▶ [SET EXERCISE]:
Reproduce the entire not-to-do list text below, word for word and in full.

▶ [TEXT SECTION]:
════════════════════
The amazing not-to-do list

Activity doesn’t necessarily mean productivity. Trust me, I know.

Some time in 2015.

I shift my gaze to my computer once more earnestly hoping for electricity to be restored. My battery’s flat. Too flat for anything useful to be done.
Resting my eyes on the black metallo-plastic machine, I make a mental checklist of all the things to be accomplished (the processes to be automated) when I get my HP charging.

Moments later, PHCN restores electricity and like a person who just sat on a needle, I jolt to my PC, get  it charging alongside my other devices and finally -the moment I’ve been waiting for- I put my computer on.

Boot-time. Tick Tock Tick Tock. I go through my mental checklist again (possibly with my right foot tapping on the floor) waiting for my beautiful- very beautiful desktop to come on.

As my desktop shows, time to breakdance I start my android studio, genymotion, browser and other tools I’ll need to accomplish the to-dos in my mental checklist.
As the applications start up, a usual thought that sounds something like “Ah, time to check out radar or youtube or nairaland.” comes up and today just like most times, I fall for this bait and the rest, they say is story.
════════════════════
▶ [ENTRIES SHOWN]:
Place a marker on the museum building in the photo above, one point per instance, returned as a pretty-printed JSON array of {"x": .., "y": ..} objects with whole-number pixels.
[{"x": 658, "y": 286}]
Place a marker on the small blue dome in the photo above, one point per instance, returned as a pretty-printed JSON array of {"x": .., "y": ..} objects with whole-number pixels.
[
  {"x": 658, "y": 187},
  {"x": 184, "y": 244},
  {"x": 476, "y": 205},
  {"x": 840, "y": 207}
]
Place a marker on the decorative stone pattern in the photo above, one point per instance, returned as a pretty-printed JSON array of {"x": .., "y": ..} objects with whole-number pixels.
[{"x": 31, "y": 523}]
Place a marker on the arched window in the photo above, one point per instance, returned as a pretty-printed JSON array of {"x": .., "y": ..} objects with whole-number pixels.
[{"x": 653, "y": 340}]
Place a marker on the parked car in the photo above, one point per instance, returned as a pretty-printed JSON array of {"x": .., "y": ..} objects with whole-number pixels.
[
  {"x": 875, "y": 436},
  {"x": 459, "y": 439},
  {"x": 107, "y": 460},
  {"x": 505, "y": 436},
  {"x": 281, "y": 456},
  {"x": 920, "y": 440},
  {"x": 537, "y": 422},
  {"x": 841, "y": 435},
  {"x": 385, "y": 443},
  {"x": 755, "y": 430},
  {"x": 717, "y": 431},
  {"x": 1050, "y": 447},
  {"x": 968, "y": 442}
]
════════════════════
▶ [PROBLEM SOLUTION]:
The amazing not-to-do list

Activity doesn’t necessarily mean productivity. Trust me, I know.

Some time in 2015.

I shift my gaze to my computer once more earnestly hoping for electricity to be restored. My battery’s flat. Too flat for anything useful to be done.
Resting my eyes on the black metallo-plastic machine, I make a mental checklist of all the things to be accomplished (the processes to be automated) when I get my HP charging.

Moments later, PHCN restores electricity and like a person who just sat on a needle, I jolt to my PC, get  it charging alongside my other devices and finally -the moment I’ve been waiting for- I put my computer on.

Boot-time. Tick Tock Tick Tock. I go through my mental checklist again (possibly with my right foot tapping on the floor) waiting for my beautiful- very beautiful desktop to come on.

As my desktop shows, time to breakdance I start my android studio, genymotion, browser and other tools I’ll need to accomplish the to-dos in my mental checklist.
As the applications start up, a usual thought that sounds something like “Ah, time to check out radar or youtube or nairaland.” comes up and today just like most times, I fall for this bait and the rest, they say is story.